■ **Entries shown**

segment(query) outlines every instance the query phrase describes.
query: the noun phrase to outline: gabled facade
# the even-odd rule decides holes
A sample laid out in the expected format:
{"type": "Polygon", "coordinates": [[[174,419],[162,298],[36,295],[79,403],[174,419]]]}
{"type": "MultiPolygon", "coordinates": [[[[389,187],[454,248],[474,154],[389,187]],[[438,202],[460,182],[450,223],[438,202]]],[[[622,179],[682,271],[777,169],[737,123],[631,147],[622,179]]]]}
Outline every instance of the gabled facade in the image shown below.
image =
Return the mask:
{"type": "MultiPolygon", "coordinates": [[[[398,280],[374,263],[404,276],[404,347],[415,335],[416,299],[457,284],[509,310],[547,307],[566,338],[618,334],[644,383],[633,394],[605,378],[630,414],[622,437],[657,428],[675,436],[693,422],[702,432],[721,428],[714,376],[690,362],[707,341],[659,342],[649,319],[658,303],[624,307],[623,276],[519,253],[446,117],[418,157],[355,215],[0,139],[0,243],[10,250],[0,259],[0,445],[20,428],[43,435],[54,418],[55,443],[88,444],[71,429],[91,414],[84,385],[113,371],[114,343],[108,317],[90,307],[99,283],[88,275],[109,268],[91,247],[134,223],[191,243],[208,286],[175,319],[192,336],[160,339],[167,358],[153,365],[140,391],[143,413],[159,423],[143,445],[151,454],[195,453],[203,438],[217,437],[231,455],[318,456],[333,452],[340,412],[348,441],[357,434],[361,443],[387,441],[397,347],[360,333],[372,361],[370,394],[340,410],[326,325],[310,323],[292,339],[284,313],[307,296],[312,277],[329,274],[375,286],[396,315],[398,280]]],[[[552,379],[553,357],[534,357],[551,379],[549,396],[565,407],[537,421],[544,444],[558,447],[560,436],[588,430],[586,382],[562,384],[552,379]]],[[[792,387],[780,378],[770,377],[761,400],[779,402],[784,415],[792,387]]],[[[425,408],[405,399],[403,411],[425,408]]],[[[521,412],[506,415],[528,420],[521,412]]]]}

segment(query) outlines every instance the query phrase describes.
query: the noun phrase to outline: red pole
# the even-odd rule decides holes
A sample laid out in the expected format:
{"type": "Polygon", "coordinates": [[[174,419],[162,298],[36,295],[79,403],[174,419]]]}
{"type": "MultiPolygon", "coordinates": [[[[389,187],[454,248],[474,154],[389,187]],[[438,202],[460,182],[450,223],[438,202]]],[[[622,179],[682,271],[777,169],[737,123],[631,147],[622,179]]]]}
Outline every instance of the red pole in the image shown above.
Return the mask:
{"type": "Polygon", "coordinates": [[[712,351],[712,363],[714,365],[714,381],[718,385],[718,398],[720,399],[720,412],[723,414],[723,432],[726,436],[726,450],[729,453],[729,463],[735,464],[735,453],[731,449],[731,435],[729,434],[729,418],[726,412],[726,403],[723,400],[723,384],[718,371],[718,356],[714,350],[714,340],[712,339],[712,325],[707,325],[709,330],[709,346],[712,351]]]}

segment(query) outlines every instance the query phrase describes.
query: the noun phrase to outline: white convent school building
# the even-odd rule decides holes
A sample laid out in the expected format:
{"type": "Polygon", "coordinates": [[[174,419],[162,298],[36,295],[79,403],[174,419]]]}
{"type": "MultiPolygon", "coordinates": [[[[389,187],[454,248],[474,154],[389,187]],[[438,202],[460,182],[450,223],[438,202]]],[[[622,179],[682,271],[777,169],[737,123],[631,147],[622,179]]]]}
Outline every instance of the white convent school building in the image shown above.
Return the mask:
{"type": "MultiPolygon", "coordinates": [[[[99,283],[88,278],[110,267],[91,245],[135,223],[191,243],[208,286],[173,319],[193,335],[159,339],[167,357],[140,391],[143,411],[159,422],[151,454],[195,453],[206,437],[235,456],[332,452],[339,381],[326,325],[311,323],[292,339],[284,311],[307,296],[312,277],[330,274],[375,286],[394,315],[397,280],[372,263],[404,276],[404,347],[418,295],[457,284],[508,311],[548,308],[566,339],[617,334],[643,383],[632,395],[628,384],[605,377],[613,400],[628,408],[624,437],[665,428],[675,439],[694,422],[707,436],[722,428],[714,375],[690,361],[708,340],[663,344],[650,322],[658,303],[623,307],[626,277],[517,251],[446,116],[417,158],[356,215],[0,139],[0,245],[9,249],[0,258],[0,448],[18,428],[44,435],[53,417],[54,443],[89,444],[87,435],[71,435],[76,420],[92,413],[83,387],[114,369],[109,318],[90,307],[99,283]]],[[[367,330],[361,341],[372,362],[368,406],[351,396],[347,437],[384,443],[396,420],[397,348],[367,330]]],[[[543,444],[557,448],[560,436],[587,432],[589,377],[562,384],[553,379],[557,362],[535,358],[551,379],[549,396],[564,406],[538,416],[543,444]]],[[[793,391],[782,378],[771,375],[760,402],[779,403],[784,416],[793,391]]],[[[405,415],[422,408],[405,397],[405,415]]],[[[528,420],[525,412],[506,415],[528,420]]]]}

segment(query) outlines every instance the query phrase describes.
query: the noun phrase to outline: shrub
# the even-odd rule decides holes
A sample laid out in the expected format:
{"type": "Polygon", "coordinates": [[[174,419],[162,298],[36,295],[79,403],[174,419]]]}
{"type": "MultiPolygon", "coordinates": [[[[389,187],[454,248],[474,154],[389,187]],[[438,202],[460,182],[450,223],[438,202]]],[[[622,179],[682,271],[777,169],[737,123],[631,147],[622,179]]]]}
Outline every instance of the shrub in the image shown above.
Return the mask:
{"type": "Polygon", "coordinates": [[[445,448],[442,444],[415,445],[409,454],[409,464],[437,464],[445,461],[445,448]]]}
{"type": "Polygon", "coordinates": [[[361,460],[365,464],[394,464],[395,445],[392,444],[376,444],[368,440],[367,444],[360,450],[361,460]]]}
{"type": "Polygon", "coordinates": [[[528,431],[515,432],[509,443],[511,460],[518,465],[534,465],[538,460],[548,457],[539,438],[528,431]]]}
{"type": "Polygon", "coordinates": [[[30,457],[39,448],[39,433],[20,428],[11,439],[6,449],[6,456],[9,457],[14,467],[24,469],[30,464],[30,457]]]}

■ **What needs to be done**
How many of the lines above contain the word "convent"? Give only the number.

■ **Answer to the problem**
2